> _What you will do_: Your answer is the listing, printed exactly as given.

== Records shown ==

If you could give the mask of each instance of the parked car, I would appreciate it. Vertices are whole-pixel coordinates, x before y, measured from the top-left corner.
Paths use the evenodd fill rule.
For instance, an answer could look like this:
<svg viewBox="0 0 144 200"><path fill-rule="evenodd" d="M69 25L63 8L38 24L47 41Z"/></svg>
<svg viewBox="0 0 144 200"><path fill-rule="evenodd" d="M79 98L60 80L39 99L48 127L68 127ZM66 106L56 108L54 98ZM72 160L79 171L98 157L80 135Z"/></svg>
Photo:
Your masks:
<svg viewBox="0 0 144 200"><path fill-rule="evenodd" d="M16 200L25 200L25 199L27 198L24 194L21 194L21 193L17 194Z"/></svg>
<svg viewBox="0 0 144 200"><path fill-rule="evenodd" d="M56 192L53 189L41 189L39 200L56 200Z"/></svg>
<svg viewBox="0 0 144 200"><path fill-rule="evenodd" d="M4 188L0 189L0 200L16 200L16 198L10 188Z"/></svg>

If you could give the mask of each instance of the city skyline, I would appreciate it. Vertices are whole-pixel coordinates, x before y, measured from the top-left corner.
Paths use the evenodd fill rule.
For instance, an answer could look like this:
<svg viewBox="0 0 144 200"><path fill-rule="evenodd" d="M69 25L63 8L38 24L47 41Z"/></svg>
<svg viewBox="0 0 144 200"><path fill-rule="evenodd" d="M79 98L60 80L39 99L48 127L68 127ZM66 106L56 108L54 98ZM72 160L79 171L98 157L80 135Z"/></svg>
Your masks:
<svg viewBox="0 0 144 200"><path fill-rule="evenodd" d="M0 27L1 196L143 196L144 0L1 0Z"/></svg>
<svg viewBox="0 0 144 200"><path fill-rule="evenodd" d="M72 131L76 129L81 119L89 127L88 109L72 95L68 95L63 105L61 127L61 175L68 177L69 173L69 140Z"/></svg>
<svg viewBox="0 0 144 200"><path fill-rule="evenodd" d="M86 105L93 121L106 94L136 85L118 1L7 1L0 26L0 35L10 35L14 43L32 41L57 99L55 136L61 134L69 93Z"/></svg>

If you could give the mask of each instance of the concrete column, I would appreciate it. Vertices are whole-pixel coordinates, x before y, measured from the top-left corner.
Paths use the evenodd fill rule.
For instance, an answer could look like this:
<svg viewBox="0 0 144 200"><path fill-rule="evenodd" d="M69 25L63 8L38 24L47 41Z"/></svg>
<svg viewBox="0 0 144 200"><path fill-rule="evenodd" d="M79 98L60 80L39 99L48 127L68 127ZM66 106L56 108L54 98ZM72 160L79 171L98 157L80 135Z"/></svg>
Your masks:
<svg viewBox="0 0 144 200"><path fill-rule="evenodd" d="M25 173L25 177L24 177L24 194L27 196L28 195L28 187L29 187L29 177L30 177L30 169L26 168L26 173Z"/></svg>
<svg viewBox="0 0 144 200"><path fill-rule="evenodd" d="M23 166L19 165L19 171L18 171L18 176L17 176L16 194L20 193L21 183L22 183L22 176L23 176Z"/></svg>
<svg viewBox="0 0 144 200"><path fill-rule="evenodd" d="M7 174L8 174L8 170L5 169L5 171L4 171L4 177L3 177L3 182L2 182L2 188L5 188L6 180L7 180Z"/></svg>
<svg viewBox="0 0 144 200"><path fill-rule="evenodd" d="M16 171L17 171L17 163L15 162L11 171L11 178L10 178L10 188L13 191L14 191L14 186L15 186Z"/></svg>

===

> _Result of this task_:
If you could give the mask of each instance of the parked car, I would appreciate it. Vertices are whole-pixel coordinates, x before y, measured from the top-left corner.
Paths use the evenodd fill rule.
For instance, an answer could look like this:
<svg viewBox="0 0 144 200"><path fill-rule="evenodd" d="M69 25L63 8L38 24L47 41Z"/></svg>
<svg viewBox="0 0 144 200"><path fill-rule="evenodd" d="M79 98L60 80L39 99L48 127L68 127ZM66 106L56 108L54 98ZM72 160L79 171L98 157L80 135Z"/></svg>
Photo:
Your masks:
<svg viewBox="0 0 144 200"><path fill-rule="evenodd" d="M16 200L25 200L25 199L27 198L24 194L21 194L21 193L17 194Z"/></svg>
<svg viewBox="0 0 144 200"><path fill-rule="evenodd" d="M56 192L53 189L41 189L39 200L56 200Z"/></svg>
<svg viewBox="0 0 144 200"><path fill-rule="evenodd" d="M4 188L0 189L0 200L16 200L16 198L10 188Z"/></svg>

If you could give the mask of each instance of the city skyline, I would appreciate it. Vertices are whole-pixel coordinates, x before y, measured from the top-left corner.
Paths use the evenodd fill rule.
For instance, an answer could look like this:
<svg viewBox="0 0 144 200"><path fill-rule="evenodd" d="M69 25L63 8L38 24L47 41Z"/></svg>
<svg viewBox="0 0 144 200"><path fill-rule="evenodd" d="M79 98L60 80L39 99L48 127L68 127ZM66 106L56 108L54 98ZM72 160L79 171L98 157L80 135Z"/></svg>
Your masks:
<svg viewBox="0 0 144 200"><path fill-rule="evenodd" d="M0 27L1 196L143 196L144 0L1 0Z"/></svg>
<svg viewBox="0 0 144 200"><path fill-rule="evenodd" d="M72 131L76 129L81 119L89 127L88 109L72 95L68 95L63 105L61 127L61 175L68 177L69 173L69 140Z"/></svg>
<svg viewBox="0 0 144 200"><path fill-rule="evenodd" d="M86 105L93 121L106 94L136 85L118 1L7 1L0 26L0 35L10 35L14 43L32 41L57 99L55 136L61 134L69 93Z"/></svg>

If you could give the mask of each instance of the concrete column, I would appreciate it. Vertices are whole-pixel coordinates, x before y, measured from the top-left corner.
Paths use the evenodd fill rule.
For instance, an answer could look like this:
<svg viewBox="0 0 144 200"><path fill-rule="evenodd" d="M69 25L63 8L38 24L47 41Z"/></svg>
<svg viewBox="0 0 144 200"><path fill-rule="evenodd" d="M79 98L60 80L39 99L48 127L68 127ZM66 106L56 108L54 98ZM72 160L79 171L98 157L80 135Z"/></svg>
Your masks:
<svg viewBox="0 0 144 200"><path fill-rule="evenodd" d="M25 173L25 177L24 177L24 194L27 196L28 195L28 187L29 187L29 177L30 177L30 169L26 168L26 173Z"/></svg>
<svg viewBox="0 0 144 200"><path fill-rule="evenodd" d="M23 166L19 165L19 171L18 171L18 176L17 176L16 194L20 193L21 183L22 183L22 176L23 176Z"/></svg>
<svg viewBox="0 0 144 200"><path fill-rule="evenodd" d="M7 174L8 174L8 170L5 169L5 171L4 171L4 177L3 177L3 182L2 182L2 188L5 188L6 180L7 180Z"/></svg>
<svg viewBox="0 0 144 200"><path fill-rule="evenodd" d="M16 171L17 171L17 163L15 162L11 171L11 178L10 178L10 188L13 191L14 191L14 186L15 186Z"/></svg>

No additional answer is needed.